== Records provided ==
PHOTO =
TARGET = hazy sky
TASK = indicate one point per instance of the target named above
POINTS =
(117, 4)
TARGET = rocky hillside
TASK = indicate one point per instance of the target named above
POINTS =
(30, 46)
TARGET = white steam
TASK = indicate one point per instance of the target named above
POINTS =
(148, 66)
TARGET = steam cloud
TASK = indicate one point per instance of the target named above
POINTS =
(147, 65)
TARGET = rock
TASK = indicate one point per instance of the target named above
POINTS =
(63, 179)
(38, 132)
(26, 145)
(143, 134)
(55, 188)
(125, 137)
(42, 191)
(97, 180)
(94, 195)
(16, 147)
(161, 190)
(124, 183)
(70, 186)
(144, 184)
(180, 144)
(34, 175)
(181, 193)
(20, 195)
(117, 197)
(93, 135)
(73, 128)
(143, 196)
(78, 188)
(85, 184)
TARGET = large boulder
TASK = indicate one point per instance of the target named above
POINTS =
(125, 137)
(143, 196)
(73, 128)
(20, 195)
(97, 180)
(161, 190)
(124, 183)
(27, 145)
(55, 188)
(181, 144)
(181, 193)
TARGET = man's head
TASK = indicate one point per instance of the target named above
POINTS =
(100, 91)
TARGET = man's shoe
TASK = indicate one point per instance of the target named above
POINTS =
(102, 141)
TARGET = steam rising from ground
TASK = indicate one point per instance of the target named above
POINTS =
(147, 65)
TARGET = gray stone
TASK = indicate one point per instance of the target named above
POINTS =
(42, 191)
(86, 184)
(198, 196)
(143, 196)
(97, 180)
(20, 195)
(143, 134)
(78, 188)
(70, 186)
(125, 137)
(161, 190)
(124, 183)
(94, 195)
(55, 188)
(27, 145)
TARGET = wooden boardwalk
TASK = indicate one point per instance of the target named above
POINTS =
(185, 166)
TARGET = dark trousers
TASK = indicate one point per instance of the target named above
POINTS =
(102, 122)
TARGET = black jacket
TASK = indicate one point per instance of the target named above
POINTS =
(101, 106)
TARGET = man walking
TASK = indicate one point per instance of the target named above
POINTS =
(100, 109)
===
◆ Request
Each record above must be given again exactly.

◆ Task solution
PHOTO =
TARGET = hazy sky
TASK = indicate one point per instance of the target named above
POINTS =
(117, 4)
TARGET = rocky hillside
TASK = indicate one point per instance of the target named above
POINTS =
(30, 46)
TARGET = white steam
TASK = indicate one point per instance of the target named above
POINTS =
(148, 66)
TARGET = steam cloud
TASK = indicate one point per instance of the target named above
POINTS =
(147, 65)
TARGET = rock
TASK = indicate one point per instance of the target named above
POINTS =
(63, 179)
(38, 132)
(26, 145)
(143, 134)
(55, 188)
(125, 137)
(42, 191)
(97, 180)
(94, 195)
(16, 147)
(161, 190)
(124, 183)
(70, 186)
(144, 184)
(180, 144)
(34, 175)
(181, 193)
(20, 195)
(117, 197)
(93, 135)
(73, 128)
(143, 196)
(78, 188)
(85, 184)
TARGET = large boulder
TASK = indicate one point per instance of the target named above
POINTS =
(125, 137)
(143, 196)
(73, 128)
(20, 195)
(97, 180)
(161, 190)
(124, 183)
(27, 145)
(55, 188)
(181, 144)
(181, 193)
TARGET = man's head
TASK = indicate one point per instance of the target named above
POINTS =
(100, 91)
TARGET = man's shoe
TASK = indicate one point per instance of the target named above
POINTS =
(102, 141)
TARGET = steam rising from ground
TASK = indicate one point per instance of the target named above
POINTS =
(147, 65)
TARGET = gray stone
TASK = indicate one point per instance of the target named above
POINTS =
(42, 191)
(86, 184)
(198, 196)
(143, 196)
(97, 180)
(20, 195)
(143, 134)
(78, 188)
(70, 186)
(125, 137)
(161, 190)
(124, 183)
(94, 195)
(55, 188)
(27, 145)
TARGET = wooden boardwalk
TASK = indicate one point per instance of the target named above
POINTS =
(185, 166)
TARGET = dark trousers
TASK = indicate one point per instance of the target named above
POINTS =
(102, 122)
TARGET = black jacket
TASK = indicate one point per instance of the target named above
POINTS =
(101, 106)
TARGET = man walking
TASK = indicate one point per instance of the target named above
POINTS =
(100, 109)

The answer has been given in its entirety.